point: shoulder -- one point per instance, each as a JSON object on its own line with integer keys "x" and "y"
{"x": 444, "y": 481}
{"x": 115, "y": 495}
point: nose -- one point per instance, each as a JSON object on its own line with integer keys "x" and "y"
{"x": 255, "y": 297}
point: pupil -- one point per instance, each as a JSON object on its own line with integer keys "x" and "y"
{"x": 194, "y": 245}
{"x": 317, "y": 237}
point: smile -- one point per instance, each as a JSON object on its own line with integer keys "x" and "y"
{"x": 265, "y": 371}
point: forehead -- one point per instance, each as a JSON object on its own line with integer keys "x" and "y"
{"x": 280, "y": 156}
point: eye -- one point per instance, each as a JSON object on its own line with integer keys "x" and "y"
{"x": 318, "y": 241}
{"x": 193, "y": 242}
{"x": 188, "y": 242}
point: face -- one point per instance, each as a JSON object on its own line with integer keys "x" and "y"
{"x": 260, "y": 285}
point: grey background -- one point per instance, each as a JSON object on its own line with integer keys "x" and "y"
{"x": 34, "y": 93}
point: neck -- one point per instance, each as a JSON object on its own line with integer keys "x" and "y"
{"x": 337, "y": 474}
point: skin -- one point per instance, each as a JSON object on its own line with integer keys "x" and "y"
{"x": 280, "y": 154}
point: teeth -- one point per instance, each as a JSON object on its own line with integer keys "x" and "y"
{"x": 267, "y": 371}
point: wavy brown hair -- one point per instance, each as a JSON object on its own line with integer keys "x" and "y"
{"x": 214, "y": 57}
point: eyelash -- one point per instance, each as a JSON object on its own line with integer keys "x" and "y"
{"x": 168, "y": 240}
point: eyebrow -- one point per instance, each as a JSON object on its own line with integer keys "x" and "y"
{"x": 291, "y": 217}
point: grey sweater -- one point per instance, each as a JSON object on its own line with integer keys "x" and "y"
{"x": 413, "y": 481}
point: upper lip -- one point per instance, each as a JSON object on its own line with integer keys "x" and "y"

** What the task asks **
Turn the lines of the data above, from the line containing "point: neck -- one" through the last line of the data, into a numbered list, leaving out any blank lines.

** Result for this task **
1. point: neck -- one point per instance, each as a JSON object on its own line with integer keys "x" and "y"
2. {"x": 337, "y": 474}
3. point: skin -- one point per instance, each as a JSON object on its own line with integer keys "x" and "y"
4. {"x": 280, "y": 154}
5. point: teeth -- one point per instance, each as a JSON object on its own line with integer keys "x" and "y"
6. {"x": 267, "y": 371}
7. point: wavy brown hair -- one point per instance, each as a JSON object on its own line with integer keys "x" and "y"
8. {"x": 214, "y": 57}
9. point: eyelash -- one point per instance, each as a JSON object on its own line with integer keys "x" and "y"
10. {"x": 168, "y": 240}
11. point: eyebrow -- one point per instance, each as a JSON object on its own line with integer keys "x" and "y"
12. {"x": 291, "y": 217}
13. point: grey sweater -- one point per instance, each as a JSON object on its own line with integer keys "x" and "y"
14. {"x": 413, "y": 481}
15. point: upper lip -- one point per instance, each as a JSON object on its own line with integer keys "x" and "y"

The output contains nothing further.